[[ Data provided, beginning ]]

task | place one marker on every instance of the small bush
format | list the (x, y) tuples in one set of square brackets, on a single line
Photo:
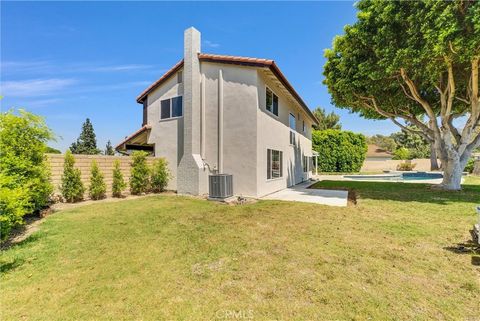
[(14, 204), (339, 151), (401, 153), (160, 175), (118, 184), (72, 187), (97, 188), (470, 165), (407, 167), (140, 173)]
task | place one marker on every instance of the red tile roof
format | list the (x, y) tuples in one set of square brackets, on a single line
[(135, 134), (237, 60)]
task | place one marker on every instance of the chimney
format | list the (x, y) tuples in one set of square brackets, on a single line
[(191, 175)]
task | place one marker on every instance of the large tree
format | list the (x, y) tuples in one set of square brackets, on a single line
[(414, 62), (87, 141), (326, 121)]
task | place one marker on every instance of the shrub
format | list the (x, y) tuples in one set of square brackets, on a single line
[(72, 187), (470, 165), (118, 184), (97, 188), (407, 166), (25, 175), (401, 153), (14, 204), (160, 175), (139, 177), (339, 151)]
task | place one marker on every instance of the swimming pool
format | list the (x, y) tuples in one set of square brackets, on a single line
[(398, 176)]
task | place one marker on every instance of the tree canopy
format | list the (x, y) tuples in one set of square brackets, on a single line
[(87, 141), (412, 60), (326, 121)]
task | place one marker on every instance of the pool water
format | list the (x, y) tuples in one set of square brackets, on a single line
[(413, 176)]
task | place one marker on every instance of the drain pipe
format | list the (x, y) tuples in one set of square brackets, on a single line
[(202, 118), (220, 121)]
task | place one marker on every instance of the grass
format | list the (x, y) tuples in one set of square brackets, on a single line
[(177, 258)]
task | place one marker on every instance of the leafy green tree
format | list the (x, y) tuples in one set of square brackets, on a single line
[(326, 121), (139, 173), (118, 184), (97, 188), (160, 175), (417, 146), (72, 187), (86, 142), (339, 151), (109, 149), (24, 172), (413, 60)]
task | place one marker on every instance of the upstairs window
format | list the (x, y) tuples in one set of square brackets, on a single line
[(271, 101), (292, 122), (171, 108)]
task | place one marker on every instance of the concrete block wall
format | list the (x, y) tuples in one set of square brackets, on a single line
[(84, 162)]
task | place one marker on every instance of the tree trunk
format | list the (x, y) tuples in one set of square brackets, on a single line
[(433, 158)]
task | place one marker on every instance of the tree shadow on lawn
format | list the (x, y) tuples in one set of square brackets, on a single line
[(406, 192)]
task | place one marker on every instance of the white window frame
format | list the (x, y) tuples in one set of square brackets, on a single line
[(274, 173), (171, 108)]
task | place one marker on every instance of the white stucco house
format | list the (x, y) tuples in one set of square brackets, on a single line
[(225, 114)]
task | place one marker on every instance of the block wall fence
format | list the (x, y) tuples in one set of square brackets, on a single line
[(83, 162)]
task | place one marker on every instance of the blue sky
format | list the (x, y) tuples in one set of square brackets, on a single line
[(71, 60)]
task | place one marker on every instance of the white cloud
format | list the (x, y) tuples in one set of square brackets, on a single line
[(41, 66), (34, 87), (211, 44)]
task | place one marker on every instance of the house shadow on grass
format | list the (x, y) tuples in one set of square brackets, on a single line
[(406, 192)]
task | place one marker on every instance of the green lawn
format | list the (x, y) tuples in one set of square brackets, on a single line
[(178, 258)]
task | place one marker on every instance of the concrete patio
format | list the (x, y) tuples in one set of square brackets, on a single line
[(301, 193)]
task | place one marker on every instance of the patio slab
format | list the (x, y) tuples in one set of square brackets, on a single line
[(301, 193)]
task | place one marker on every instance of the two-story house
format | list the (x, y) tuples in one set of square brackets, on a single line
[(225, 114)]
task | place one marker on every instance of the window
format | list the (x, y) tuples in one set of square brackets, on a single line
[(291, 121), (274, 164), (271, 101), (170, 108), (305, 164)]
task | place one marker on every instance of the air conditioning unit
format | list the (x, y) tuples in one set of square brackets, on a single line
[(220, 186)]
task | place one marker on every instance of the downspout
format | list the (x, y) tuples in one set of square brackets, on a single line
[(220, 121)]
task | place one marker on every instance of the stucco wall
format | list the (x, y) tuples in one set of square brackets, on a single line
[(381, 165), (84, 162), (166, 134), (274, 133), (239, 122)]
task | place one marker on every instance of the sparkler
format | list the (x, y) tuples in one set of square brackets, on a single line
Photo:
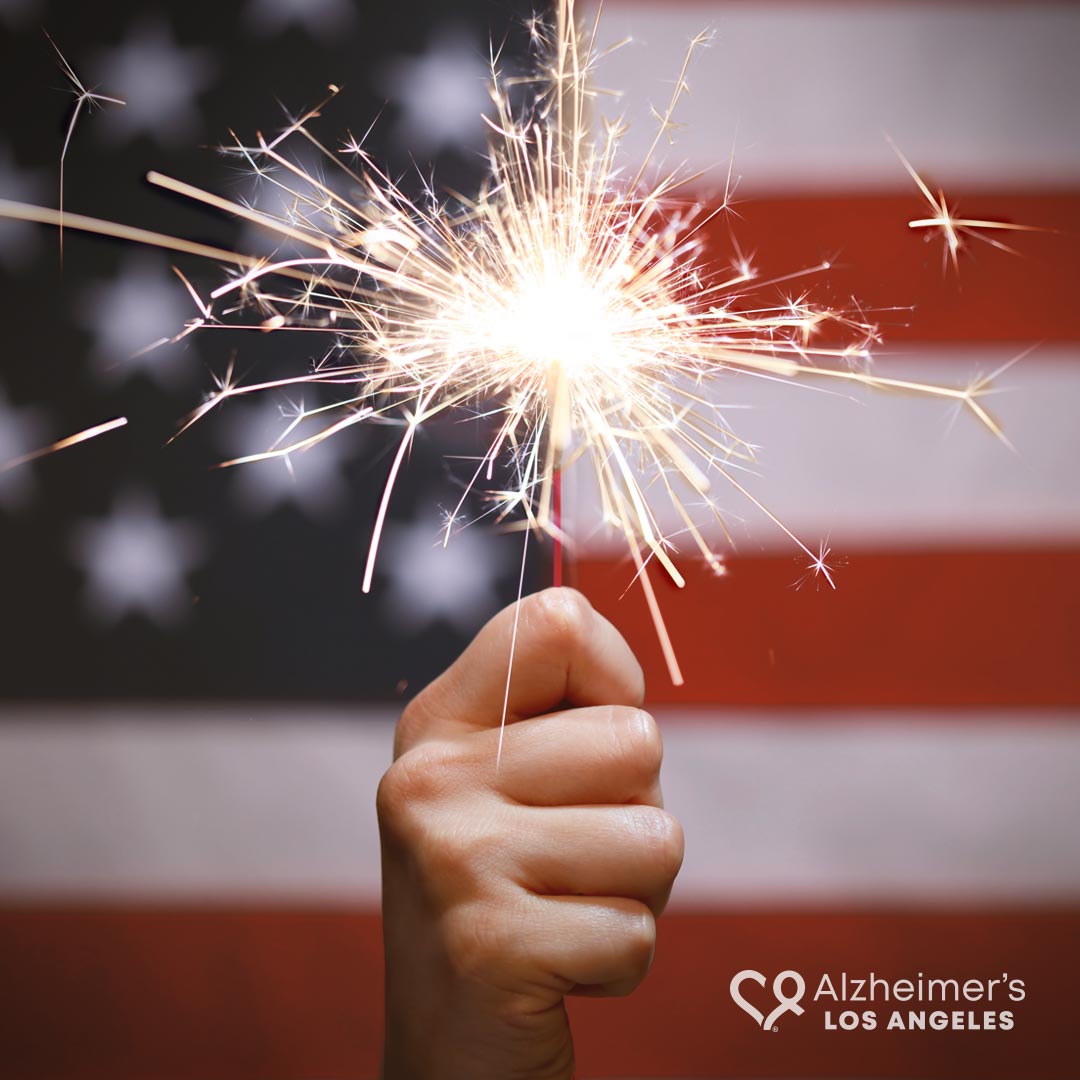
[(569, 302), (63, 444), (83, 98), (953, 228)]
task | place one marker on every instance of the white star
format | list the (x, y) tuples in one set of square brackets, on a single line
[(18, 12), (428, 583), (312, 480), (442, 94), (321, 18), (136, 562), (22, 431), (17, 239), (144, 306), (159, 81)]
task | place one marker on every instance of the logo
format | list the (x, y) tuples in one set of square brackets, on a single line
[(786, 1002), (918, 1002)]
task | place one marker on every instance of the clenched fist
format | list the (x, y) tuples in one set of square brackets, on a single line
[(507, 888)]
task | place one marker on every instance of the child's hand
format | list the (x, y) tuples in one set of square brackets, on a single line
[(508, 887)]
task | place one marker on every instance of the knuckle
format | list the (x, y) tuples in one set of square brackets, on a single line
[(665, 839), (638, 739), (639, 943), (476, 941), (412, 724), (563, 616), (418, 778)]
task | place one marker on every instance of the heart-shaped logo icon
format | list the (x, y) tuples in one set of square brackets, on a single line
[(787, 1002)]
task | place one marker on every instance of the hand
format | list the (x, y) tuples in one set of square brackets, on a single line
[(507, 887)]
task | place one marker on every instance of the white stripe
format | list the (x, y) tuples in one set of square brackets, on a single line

[[ Data provided, end ]]

Work to complete: When you output the listing, reproduce it exactly but drop its pictures.

Reply to the exercise:
task | place one marker on every instance of the small bush
format | list the (x, y) tuples in one set of square brackets, on a single line
Photo:
[(14, 204), (339, 151), (401, 153), (160, 175), (118, 184), (72, 187), (97, 188), (470, 165), (407, 167), (140, 173)]
task | place one marker on every instance of the red tile roof
format | list the (x, y) tuples in one set of square brackets, on a single line
[(135, 134), (237, 60)]
task | place one marker on every instance of the chimney
format | list the (x, y) tuples in one set of square brackets, on a single line
[(191, 175)]
task | place one marker on every instance of the large tree
format | list the (x, y) tuples in one set of square brackets, on a single line
[(414, 62), (87, 141), (326, 121)]
task | place one marker on every instance of the shrub
format | list the (x, y) tuples in one set of square brackets, on a single line
[(72, 187), (470, 165), (118, 184), (97, 188), (407, 166), (25, 175), (401, 153), (14, 204), (160, 175), (139, 177), (339, 151)]
task | place one marker on every instance of the swimming pool
format | list the (x, y) tuples in one set of square brackets, on a single line
[(398, 176)]
task | place one marker on every instance of the tree canopy
format | list the (x, y) tuples in one set of square brackets, on a single line
[(87, 141), (412, 60), (326, 121)]
task | place one marker on every instance of the pool water
format | list the (x, y) tuples in one set of square brackets, on a single line
[(413, 176)]
task | place one marker on every instance of the drain pipe
format | list the (x, y) tuples in one set of square brackets, on a single line
[(202, 118), (220, 121)]
task | place one marker on every instance of the grass
format | list the (x, y) tuples in one set of square brackets, on a single line
[(177, 258)]
task | place one marker on every instance of the leafy green tree
format | list the (x, y) tuples in one set of square brackets, on a single line
[(326, 121), (139, 173), (118, 184), (97, 188), (160, 175), (417, 146), (72, 187), (86, 142), (339, 151), (109, 149), (24, 172), (413, 60)]
task | place one marker on every instance of the upstairs window
format | list the (x, y) tuples in one set of square brackets, on a single line
[(271, 101), (292, 122), (171, 108)]
task | place one marker on every instance of the concrete block wall
format | list the (x, y) tuples in one set of square brackets, on a single line
[(84, 162)]
task | place one marker on every instance of the tree trunk
format | list the (x, y) tuples in one set of square brackets, on a single line
[(433, 158)]
task | place one marker on every instance of the tree shadow on lawn
format | list the (x, y) tuples in one set of square brackets, on a single line
[(406, 192)]
task | place one marker on every instance of the white window frame
format | list the (x, y) tuples in one set of square brackets, on a single line
[(274, 173), (171, 108)]
task | place one marker on every instance of the white stucco house
format | list the (x, y) tuples in one set of square brackets, on a single line
[(225, 114)]
task | place one marker on every instance of the block wall fence
format | list the (x, y) tuples in one set of square brackets, on a single line
[(83, 162)]
task | place one marker on every instance of the blue sky
format | list the (x, y) tuples in one set of square brackets, on a single line
[(71, 60)]
task | place one marker on every instance of the white cloud
format | list the (x, y) tuples in one set of square brackets, on a single line
[(41, 66), (34, 87), (211, 44)]
task | place one marker on every instance of the house shadow on grass
format | list the (x, y) tuples in one set of square brackets, on a single line
[(406, 192)]
task | place one marker on every instance of the green lawn
format | list the (x, y) tuples in one set of square brackets, on a single line
[(178, 258)]
task | place one marker on every instance of the concrete patio
format | list the (x, y) tuples in one set of square brackets, on a single line
[(301, 193)]
task | place one marker on every instance of the patio slab
format | list the (x, y) tuples in one set of square brackets, on a single line
[(301, 193)]
task | place one marker on every instance of the two-story house
format | list the (x, y) tuples in one set of square brackets, on a single line
[(225, 114)]
task | place one marker on every instance of the window
format | list the (x, y) tuples in one set of square brackets, on a single line
[(291, 121), (274, 164), (271, 101), (170, 108), (305, 164)]
task | place one marker on every instance of the air conditioning unit
format | list the (x, y) tuples in one set of square brackets, on a single line
[(220, 186)]
task | place one marker on every instance of the downspout
format | list the (x, y) tuples in one set of square brackets, on a single line
[(220, 121)]
task | place one marker on every instance of the stucco wall
format | list the (x, y) tuples in one set of square brackets, on a single line
[(381, 165), (84, 162), (166, 134), (274, 133), (239, 122)]
task | place one marker on every instance of the sparkler
format | list the (x, y) tuples in one set of square brackets, on a single line
Photo:
[(569, 302), (63, 444), (83, 98), (953, 228)]
task | place one marker on every instance of the white star
format | list the (x, y) tuples in one set of square brackets, on a single line
[(18, 12), (428, 583), (312, 480), (442, 94), (321, 18), (136, 562), (22, 431), (17, 239), (144, 306), (159, 81)]
task | place one marker on every instance of the logo
format | list the (x, y) tuples in one set of square brackets, on a single line
[(786, 1002), (918, 1002)]
task | place one marker on every instance of the clenched fist
format | list the (x, y) tuples in one set of square brackets, on a single line
[(507, 888)]
task | place one marker on every instance of the child's hand
format | list the (x, y) tuples in one set of square brackets, on a single line
[(508, 887)]
task | place one marker on every instance of the knuckle
format | list the (x, y) tuples in one set of square brackets, on a single line
[(665, 839), (638, 739), (639, 943), (476, 941), (412, 724), (563, 616), (418, 778)]
task | place one marker on every instance of the heart-shaped logo icon
format | list the (x, y) tuples in one set of square brackets, on a single line
[(787, 1002)]
task | place one marker on every instance of the hand
format | list the (x, y) tuples in one set of square brackets, on a single line
[(507, 887)]
task | place one marker on every instance of the white stripe
format | list the (x, y) tuples in one set of square brackets, on a single line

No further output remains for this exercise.